La rue assourdissante autour de moi hurlait

Décor d’un paysage urbain. Hypotypose qui donne à voir une rue animée, bruyante et et  moderne (probablement une rue de Paris selon le titre « Tableaux parisiens ») : modernité poétique (ville en poésie).

Le « moi », qui apparaît au milieu du second hémistiche, est ici le point autour duquel la description et le récit s’organisent, installant d’emblée une dimension lyrique. Mais, le poète semble être cerné par le bruit et l’agitation

(« assourdissante »/ « hurlait »).

Environnement hostile et dissonant (suite de sons voyelles, hiatus qui semblent recréer la cacophonie urbaine]), tandis que les allitérations en [r] et [s] évoquent des sonorités rugueuses qui miment le fracas de la rue.

La rue est personnifiée de manière hyperbolique (« hurlait »), composant un décor menaçant pour le poète, avec des accents fantastiques.

Le sujet poétique semble perdu jusqu’à la confusion (antithèse entre « assourdissante » et « hurlait »).

Longue, mince, en grand deuil, douleur majestueuse,

Une femme passa, d’une main fastueuse

 Soulevant, balançant le feston et l’ourlet

Les vers suggèrent la progression de l’apparition d’une inconnue. On peut remarquer tout d’abord l’adjectif « longue », une hypallage (adjectif qui devrait ici davantage qualifier la rue que la femme), qui souligne le mouvement du regard (associe la rue au mouvement de la femme qui passe). Simple silhouette au départ, elle semble se rapprocher.

« Grand deuil, douleur majestueuse » : chiasme. Les mots au centre accentuent le registre pathétique tandis que ceux qui encadrent la placent dans un autre temps. «Douleur majestueuse » s’apparente ici à l’allégorie. Cette femme s’inscrit entre la fugacité de l’instant et l’éternité de la beauté qu’elle représente.  

Le regard du poète, irrémédiablement attiré par cet être dont il suit le mouvement, s’immobilise sur des détails (la main à la strophe 1, la jambe la strophe 2), comme pour faire durer l’apparition de l’être admiré.

On peut remarquer la rime en « tueuse » qui rappelle ici l’expression « le plaisir qui tue » à la fin du deuxième quatrain. Cette femme évoque un autre monde. Elle est porteuse de mystère.

Enregistrements d'un jeu de données d'annotation par points:
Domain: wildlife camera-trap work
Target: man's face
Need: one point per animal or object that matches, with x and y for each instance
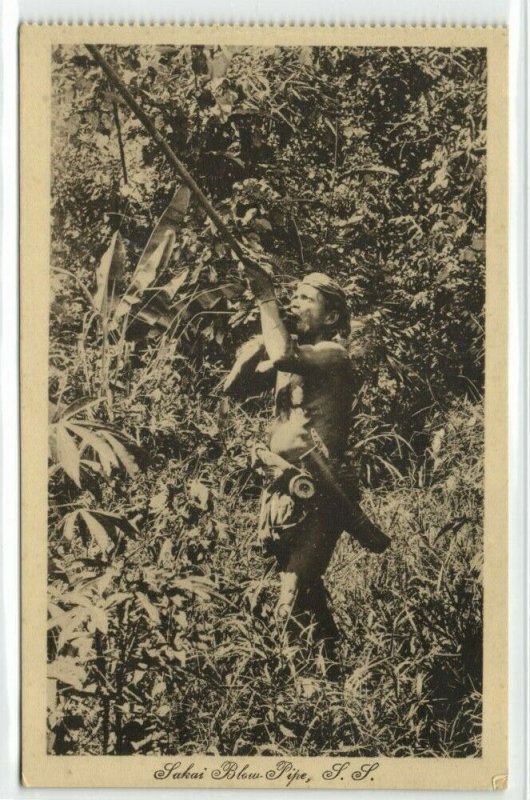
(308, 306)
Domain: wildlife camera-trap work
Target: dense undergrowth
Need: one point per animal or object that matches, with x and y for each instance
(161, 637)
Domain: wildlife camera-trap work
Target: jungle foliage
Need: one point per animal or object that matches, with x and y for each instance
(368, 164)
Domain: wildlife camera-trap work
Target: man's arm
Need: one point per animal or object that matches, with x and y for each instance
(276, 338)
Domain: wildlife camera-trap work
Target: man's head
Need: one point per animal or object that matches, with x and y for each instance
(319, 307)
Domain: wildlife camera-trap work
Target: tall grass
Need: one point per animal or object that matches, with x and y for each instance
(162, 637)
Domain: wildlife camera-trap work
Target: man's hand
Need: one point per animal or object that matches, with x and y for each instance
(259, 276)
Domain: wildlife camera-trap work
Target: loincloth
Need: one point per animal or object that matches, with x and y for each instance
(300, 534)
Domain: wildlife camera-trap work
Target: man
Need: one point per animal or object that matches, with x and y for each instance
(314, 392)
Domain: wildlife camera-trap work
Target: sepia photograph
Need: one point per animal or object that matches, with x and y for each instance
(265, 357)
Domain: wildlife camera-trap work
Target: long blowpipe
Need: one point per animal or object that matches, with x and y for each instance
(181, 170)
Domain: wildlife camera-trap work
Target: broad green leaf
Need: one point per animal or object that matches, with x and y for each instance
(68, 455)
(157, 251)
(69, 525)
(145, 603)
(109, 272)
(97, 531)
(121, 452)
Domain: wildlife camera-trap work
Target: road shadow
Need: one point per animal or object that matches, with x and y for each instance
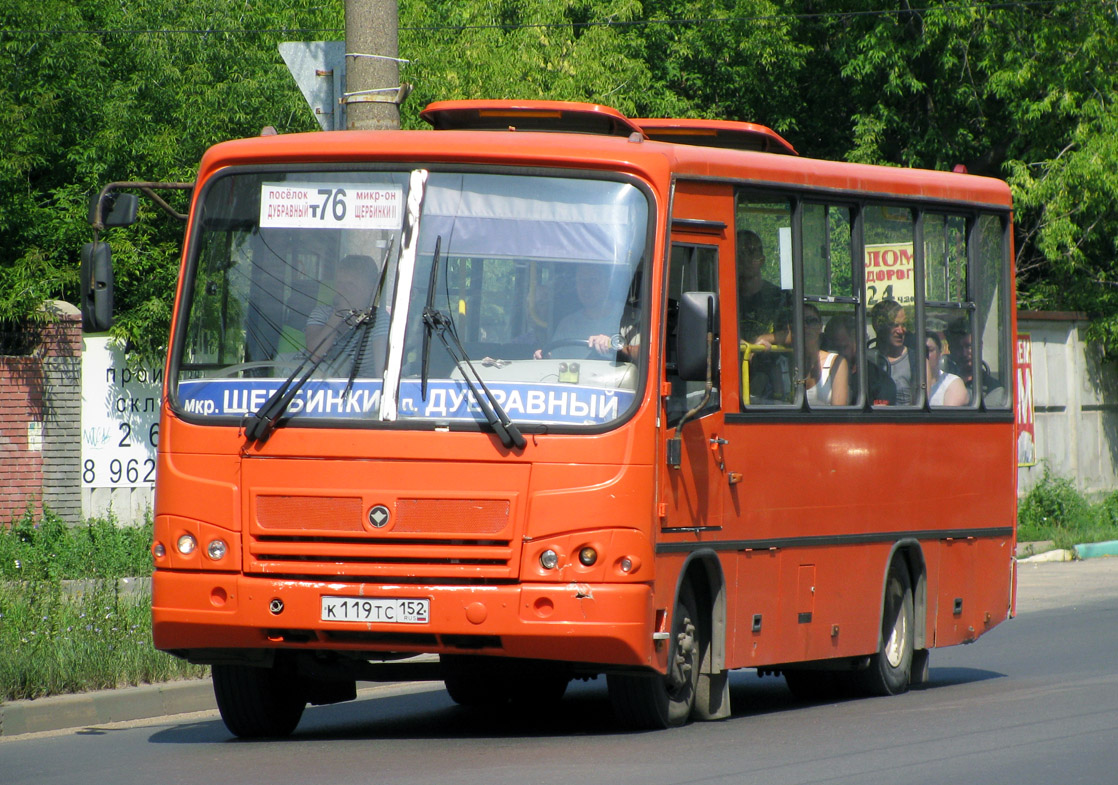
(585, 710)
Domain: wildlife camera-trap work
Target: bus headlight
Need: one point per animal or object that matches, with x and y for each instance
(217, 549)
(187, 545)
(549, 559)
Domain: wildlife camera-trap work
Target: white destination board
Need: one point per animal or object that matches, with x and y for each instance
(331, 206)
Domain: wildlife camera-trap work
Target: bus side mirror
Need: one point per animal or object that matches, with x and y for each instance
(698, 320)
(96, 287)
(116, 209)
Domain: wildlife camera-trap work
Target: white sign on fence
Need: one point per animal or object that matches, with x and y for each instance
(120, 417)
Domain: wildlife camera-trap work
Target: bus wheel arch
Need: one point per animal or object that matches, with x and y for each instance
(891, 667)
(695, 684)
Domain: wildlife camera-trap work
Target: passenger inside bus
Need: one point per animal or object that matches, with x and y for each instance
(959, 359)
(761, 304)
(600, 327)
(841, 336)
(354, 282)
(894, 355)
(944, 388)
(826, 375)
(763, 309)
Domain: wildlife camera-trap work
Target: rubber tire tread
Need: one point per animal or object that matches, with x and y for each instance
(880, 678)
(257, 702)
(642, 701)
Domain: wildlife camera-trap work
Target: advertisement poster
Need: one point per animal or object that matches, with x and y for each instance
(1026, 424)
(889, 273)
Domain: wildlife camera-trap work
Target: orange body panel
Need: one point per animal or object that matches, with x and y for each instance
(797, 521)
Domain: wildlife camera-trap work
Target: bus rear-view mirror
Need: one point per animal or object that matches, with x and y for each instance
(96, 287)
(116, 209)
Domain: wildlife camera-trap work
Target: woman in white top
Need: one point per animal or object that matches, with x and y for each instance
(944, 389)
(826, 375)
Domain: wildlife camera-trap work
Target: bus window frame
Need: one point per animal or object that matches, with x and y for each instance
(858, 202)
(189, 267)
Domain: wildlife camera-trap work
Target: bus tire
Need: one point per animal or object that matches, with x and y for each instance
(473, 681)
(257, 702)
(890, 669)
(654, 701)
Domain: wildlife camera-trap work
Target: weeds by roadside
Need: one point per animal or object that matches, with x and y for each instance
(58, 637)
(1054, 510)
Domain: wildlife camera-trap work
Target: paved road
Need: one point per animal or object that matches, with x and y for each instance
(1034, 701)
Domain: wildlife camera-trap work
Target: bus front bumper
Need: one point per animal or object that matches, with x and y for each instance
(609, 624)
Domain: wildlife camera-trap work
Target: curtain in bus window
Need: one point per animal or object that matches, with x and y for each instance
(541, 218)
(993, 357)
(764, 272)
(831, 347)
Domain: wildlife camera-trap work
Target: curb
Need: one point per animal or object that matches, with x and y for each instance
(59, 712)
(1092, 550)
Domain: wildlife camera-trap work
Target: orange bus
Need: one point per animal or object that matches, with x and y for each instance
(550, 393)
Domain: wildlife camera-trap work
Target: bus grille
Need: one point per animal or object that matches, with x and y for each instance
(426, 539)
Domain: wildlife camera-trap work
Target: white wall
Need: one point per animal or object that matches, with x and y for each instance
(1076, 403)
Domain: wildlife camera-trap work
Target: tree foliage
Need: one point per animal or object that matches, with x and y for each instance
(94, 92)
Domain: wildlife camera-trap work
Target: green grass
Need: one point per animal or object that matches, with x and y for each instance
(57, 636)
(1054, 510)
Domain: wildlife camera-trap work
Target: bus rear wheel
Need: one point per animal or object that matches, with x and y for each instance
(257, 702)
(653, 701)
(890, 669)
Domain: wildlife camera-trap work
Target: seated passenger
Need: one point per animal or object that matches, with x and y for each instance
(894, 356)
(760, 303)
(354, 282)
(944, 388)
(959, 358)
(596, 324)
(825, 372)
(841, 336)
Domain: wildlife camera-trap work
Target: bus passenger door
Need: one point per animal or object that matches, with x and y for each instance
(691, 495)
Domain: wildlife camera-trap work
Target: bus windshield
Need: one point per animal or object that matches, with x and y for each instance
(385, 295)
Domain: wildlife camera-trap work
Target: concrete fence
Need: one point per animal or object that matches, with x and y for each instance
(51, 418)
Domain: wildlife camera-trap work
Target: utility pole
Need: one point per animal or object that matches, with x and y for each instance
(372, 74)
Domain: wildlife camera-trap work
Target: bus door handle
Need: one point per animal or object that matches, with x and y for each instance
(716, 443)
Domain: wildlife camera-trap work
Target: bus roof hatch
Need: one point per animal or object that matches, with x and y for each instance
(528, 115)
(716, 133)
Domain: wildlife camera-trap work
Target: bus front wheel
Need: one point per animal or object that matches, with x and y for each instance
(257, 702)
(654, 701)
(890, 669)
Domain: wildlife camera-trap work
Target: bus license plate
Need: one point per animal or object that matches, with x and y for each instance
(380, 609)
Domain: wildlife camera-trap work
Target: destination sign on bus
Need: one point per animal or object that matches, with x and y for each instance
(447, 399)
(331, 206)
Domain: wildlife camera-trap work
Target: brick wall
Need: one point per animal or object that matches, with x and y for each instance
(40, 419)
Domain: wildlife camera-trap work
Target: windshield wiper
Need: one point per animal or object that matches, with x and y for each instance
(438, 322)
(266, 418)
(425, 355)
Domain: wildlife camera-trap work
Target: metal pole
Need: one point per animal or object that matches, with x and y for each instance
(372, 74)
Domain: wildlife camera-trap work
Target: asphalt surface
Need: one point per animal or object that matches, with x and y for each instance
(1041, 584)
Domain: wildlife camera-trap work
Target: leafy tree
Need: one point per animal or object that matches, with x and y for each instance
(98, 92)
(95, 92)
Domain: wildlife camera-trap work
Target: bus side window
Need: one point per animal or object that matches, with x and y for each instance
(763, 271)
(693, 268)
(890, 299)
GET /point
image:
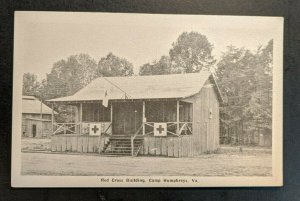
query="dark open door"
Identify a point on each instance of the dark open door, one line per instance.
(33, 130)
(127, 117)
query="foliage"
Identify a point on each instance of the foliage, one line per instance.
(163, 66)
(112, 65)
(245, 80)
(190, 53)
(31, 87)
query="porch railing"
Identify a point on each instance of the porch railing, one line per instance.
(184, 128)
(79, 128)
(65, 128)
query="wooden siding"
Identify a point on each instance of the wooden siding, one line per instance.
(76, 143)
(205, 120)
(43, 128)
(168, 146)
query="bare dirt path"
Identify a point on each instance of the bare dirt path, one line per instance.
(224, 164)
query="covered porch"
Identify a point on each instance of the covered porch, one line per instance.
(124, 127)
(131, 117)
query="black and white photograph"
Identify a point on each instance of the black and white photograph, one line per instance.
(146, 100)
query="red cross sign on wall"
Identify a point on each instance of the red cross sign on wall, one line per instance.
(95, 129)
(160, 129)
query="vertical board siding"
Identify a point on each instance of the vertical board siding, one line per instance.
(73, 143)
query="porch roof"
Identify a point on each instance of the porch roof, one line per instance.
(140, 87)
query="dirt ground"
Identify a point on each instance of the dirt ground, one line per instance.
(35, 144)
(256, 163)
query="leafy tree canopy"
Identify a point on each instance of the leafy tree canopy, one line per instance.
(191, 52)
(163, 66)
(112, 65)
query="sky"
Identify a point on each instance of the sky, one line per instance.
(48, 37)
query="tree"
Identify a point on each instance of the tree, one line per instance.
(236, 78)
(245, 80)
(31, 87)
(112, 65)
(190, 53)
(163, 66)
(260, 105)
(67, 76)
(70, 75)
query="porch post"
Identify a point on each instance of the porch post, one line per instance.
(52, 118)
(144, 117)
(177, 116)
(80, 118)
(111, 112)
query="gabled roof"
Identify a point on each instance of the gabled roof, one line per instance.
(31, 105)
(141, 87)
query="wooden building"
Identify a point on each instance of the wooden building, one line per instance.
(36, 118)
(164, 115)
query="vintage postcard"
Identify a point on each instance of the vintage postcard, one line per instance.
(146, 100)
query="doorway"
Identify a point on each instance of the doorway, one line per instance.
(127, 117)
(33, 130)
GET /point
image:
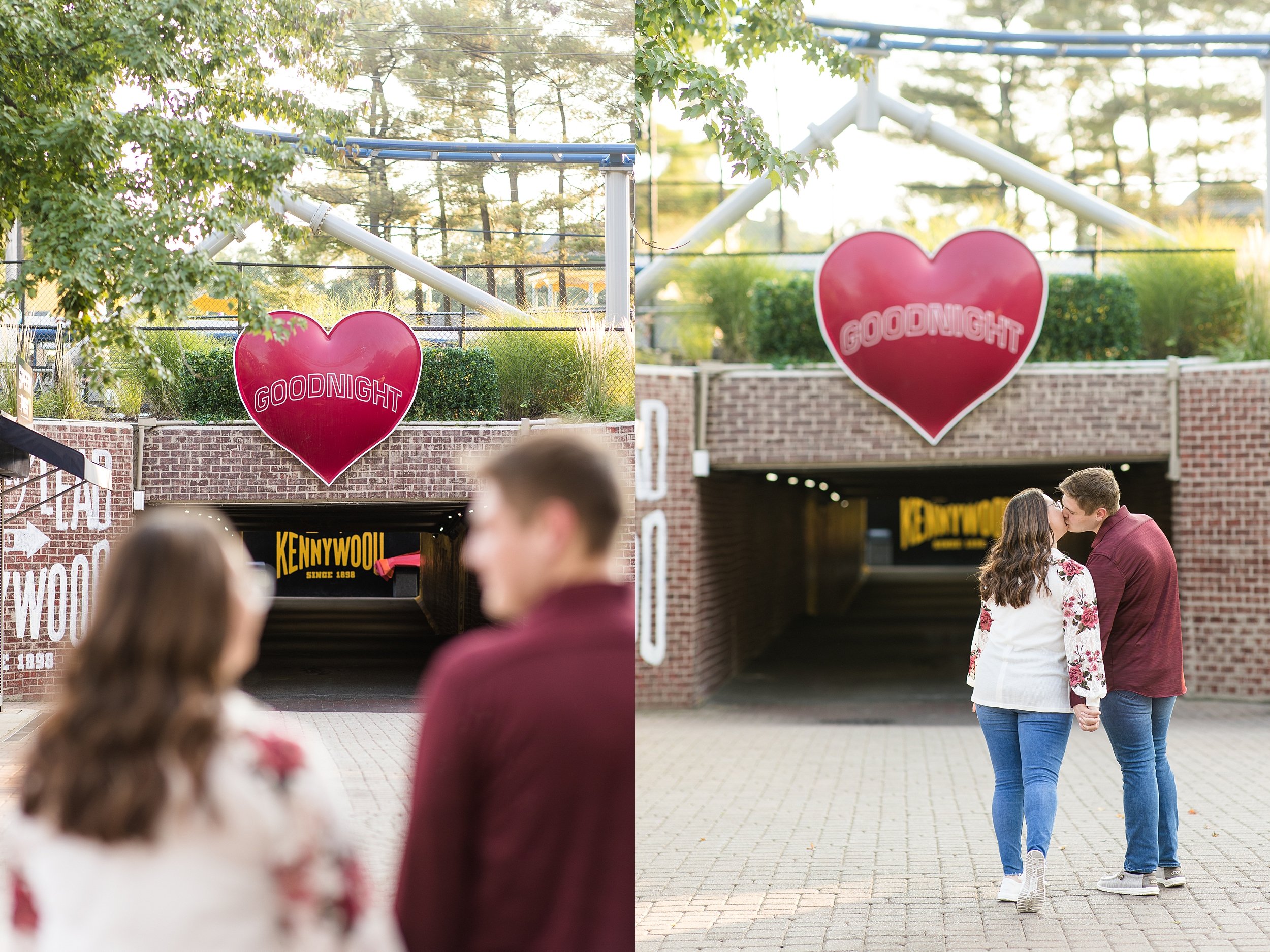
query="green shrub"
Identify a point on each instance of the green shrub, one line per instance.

> [Défis]:
A – Renvoyez chaque ligne des entrées qui contient la chaîne « sign ».
B – Rédigez la suite du commentaire sur la femme qui passe dans une rue bruyante, en reprenant après sa dernière phrase.

> [Tâches résolues]:
A –
Target: white sign on fence
Target: destination sign on bus
query="red cross sign on wall"
Identify a point on each instance of the red cross sign on wall, one line per instance.

B –
Le rythme des vers mime sa démarche et la fascination du poète. Le verbe « passa », au passé simple, insiste sur l’action unique et la dimension révolue de ce moment, enfin sur la fugacité de la vision (titre « A une passante »).

Le vers 4, par les noms « feston » et « ourlet », précise la tenue vestimentaire de la passante, celle d’une femme aisée, parisienne, moderne : tout habillée de noir (vers 3), elle porte une robe longue, terminée par une pièce de broderie (« feston ») . Les gérondifs (« soulevant, balançant ») précisent le mouvement : le rythme binaire (3-3//3-3) et l’allitération en [l] et en [s] (dans toute la strophe) font entendre le balancement des étoffes ou le frottement du tissu, et suggèrent la fluidité, la finesse, voire la grâce de la démarche. Le jeu de séduction qui apparaît ici est renforcée par la présence de la jambe, qui n’apparaît que dans le quatrain suivant. Un jeu s’établit entre ce qu’elle montre et ce qui reste caché.    

Agile et noble, avec sa jambe de statue.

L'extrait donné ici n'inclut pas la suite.